DOHC (DOHC-Ventilsteuerung) bezeichnet eine Bauform, bei der die Ventile von zwei obenliegenden Nockenwellen (englisch: Double Overhead Camshaft, auch Twin cam) je Zylinderreihe gesteuert werden. (DOHC-V- und -Boxermotoren haben also vier Nockenwellen.) Die Ventile von DOHC-Motoren werden fast immer direkt über Tassenstößel oder indirekt über Schlepphebel gesteuert.

SOHC (englisch: Single Overhead Camshaft) bezeichnet zwei verschiedene Bauformen beim Viertaktmotor. Zum einen wird so gelegentlich die klassische OHC-Steuerung des Zweiventilmotors genannt, bei der eine einzelne Nockenwelle direkt über den in einer Linie angeordneten Ventilen angeordnet ist. Gebräuchlicher ist die Bezeichnung SOHC jedoch bei Motoren mit drei oder vier Ventilen je Zylinder, bei der die Ventile, anders als beim DOHC-Motor, von nur einer zentralen obenliegenden Nockenwelle je Zylinderbank gesteuert werden. Die Nockenwelle ist platzsparend zwischen den V-förmig angeordneten Ein- und Auslassventilen verbaut, die Betätigung der Ventile erfolgt in der Regel über (Rollen-)Kipphebel. Der Zylinderkopf eines SOHC-Motors ist dadurch deutlich kompakter als der eines DOHC-Motors. Beispiele für Vierventil-SOHC-Motoren sind der Triumph Dolomite Sprint, die Husaberg FE 570 und der Chrysler Neon, Dreiventil-SOHC-Motoren findet man in der Honda NTV und diversen Mitsubishi Colt.

OHC-Motoren mit seitlich oben im Zylinderkopf liegender Nockenwelle nennt man speziell CIH-Motoren (Camshaft In Head). Diese Bauform mit herkömmlichen (Hydro-)Stößeln findet man z. B. bei Vier- und Sechszylindermotoren der Marke Opel, die von 1965 bis Anfang der 1990er hergestellt wurden. Diese Motoren sind jedoch nicht so drehzahlfest wie übliche OHC-Motoren. Sie haben Kipphebel und Stößel, aber keine Stoßstangen. Bei CIH-Motoren stehen alle Ventile in einer Reihe.

*****

Aufgabenstellung A => Extrahieren Sie jede Zeile, in der die Zeichenfolge "woman" vorkommt, wobei Groß- und Kleinschreibung zu beachten ist.
Der Abschnitt zur Ventilsteuerung und die Zeilen stehen in keinem inhaltlichen Zusammenhang.

(Datensätze)
*****

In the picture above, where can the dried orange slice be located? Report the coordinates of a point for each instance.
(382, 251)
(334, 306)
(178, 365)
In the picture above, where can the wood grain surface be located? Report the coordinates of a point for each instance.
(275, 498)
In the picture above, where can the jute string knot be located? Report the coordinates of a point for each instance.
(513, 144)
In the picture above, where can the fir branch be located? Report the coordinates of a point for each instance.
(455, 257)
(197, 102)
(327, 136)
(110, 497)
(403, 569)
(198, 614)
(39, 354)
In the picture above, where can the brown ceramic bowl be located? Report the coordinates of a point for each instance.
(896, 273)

*****

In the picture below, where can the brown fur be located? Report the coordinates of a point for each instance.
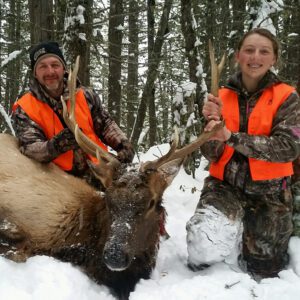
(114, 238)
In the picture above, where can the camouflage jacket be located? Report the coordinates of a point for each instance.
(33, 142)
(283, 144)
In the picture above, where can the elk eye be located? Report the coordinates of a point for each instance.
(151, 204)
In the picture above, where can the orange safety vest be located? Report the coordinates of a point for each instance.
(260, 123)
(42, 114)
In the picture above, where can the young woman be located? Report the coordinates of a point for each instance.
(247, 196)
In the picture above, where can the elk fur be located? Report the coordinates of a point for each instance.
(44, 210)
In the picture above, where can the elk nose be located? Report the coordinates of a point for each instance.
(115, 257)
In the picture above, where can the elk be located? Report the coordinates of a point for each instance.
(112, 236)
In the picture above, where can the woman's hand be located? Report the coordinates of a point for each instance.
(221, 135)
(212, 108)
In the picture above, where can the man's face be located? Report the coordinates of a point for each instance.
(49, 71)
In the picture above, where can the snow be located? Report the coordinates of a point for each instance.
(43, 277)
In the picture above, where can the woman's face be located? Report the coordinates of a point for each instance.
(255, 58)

*****

Aufgabenstellung B => Geben Sie aus dem Abschnitt zur Ventilsteuerung den Wortlaut unverändert aus, beginnend mit "OHC-Motoren mit seitlich" und fortlaufend bis einschließlich "in einer Reihe.".

Lösung A =>
In the picture above, where can the young woman be located? Report the coordinates of a point for each instance.
In the picture above, where can the woman's hand be located? Report the coordinates of a point for each instance.
In the picture above, where can the woman's face be located? Report the coordinates of a point for each instance.

Lösung B =>
OHC-Motoren mit seitlich oben im Zylinderkopf liegender Nockenwelle nennt man speziell CIH-Motoren (Camshaft In Head). Diese Bauform mit herkömmlichen (Hydro-)Stößeln findet man z. B. bei Vier- und Sechszylindermotoren der Marke Opel, die von 1965 bis Anfang der 1990er hergestellt wurden. Diese Motoren sind jedoch nicht so drehzahlfest wie übliche OHC-Motoren. Sie haben Kipphebel und Stößel, aber keine Stoßstangen. Bei CIH-Motoren stehen alle Ventile in einer Reihe.